Goal of the exercise
Turn the lines of the records into a numbered list, skipping any blank lines.

Location identification items
Start
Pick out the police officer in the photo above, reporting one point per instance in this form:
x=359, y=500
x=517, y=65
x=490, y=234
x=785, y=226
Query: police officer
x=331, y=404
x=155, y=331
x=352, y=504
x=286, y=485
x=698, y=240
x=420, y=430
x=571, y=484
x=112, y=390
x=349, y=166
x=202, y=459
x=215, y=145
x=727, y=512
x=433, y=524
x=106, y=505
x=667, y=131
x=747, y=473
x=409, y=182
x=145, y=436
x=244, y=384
End
Exercise solution
1. Pick out the police officer in the photo above, reporting one point per instance in this form:
2. x=359, y=500
3. x=517, y=65
4. x=490, y=234
5. x=785, y=226
6. Query: police officer
7. x=331, y=404
8. x=155, y=331
9. x=352, y=504
10. x=286, y=485
11. x=698, y=240
12. x=420, y=430
13. x=571, y=484
14. x=112, y=390
15. x=349, y=166
16. x=202, y=459
17. x=215, y=145
18. x=727, y=512
19. x=433, y=524
20. x=106, y=505
21. x=667, y=131
22. x=747, y=473
23. x=409, y=182
24. x=145, y=436
25. x=244, y=384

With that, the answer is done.